Assignment:
Reproduce the tribute to Justice Ntabgoba in full, word for word.

Document segment:

With Due Respect, I Salute The Passing Judge!

Just call me “Judge”, Justice Ntabgoba told me in reply to my question on how I would address him, when he joining Kampala Associated Advocates in the capacity of a consultant in 2004. I had a hard time trying to come to terms working with Justice Ntabgoba as an equal, knowing how he used to scare the hell out me each time I appeared before him during his time at the Judiciary.

Eventually I learnt to work with the Judge as a friend and shared with him those agonising moments when he was struggling to get his pension paid, a matter which should have been arranged and settled before he left the bench. As a former Principal Judge, it was humbling having to knock on office doors, chasing his pension. He went through another agonising moment when soon after retirement he went to check on his Wakiso farm only to be told that the herdsmen had long stolen all the animals. He had been too busy at the Judiciary to find time to supervise his private investment. He was unable to strike a balance between Judicial work and private investment.

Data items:
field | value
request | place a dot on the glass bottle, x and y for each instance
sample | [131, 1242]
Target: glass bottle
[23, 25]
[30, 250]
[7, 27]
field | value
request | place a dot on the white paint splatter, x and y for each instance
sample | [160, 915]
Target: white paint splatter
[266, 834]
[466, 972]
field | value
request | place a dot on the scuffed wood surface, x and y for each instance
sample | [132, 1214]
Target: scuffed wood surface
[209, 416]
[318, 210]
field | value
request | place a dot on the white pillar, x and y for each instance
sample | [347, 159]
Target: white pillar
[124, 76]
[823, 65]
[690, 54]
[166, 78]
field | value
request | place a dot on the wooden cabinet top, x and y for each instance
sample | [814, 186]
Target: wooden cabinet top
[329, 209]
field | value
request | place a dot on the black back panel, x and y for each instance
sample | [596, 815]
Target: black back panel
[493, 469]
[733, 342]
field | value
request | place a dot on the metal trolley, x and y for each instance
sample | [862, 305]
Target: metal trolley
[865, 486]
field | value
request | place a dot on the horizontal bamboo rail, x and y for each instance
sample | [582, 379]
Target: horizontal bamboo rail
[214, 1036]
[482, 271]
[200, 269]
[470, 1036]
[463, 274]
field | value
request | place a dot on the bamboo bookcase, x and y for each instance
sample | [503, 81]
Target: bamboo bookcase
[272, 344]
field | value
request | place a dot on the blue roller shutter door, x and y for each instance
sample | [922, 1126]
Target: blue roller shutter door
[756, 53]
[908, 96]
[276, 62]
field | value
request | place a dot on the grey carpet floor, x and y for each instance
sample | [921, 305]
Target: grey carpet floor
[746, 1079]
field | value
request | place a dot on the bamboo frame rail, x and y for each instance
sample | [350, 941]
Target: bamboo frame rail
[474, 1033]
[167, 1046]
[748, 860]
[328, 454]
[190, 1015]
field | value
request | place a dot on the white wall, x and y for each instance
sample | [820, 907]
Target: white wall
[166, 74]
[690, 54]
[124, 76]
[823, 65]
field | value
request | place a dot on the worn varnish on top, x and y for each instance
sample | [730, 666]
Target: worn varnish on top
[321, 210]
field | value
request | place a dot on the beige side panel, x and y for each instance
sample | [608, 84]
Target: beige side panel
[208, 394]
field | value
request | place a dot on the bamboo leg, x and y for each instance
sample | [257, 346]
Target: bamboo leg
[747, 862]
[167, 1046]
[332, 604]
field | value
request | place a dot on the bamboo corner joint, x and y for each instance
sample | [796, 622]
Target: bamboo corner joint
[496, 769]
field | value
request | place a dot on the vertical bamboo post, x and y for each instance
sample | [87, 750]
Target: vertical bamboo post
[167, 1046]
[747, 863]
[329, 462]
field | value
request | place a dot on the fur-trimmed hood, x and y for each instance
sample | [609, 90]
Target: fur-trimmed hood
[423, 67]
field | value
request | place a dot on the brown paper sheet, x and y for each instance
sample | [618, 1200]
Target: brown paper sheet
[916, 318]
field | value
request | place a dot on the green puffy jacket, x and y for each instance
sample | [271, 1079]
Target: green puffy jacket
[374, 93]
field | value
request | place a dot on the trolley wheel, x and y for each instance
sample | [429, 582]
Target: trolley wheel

Response to the exercise:
With Due Respect, I Salute The Passing Judge!

Just call me “Judge”, Justice Ntabgoba told me in reply to my question on how I would address him, when he joining Kampala Associated Advocates in the capacity of a consultant in 2004. I had a hard time trying to come to terms working with Justice Ntabgoba as an equal, knowing how he used to scare the hell out me each time I appeared before him during his time at the Judiciary.

Eventually I learnt to work with the Judge as a friend and shared with him those agonising moments when he was struggling to get his pension paid, a matter which should have been arranged and settled before he left the bench. As a former Principal Judge, it was humbling having to knock on office doors, chasing his pension. He went through another agonising moment when soon after retirement he went to check on his Wakiso farm only to be told that the herdsmen had long stolen all the animals. He had been too busy at the Judiciary to find time to supervise his private investment. He was unable to strike a balance between Judicial work and private investment.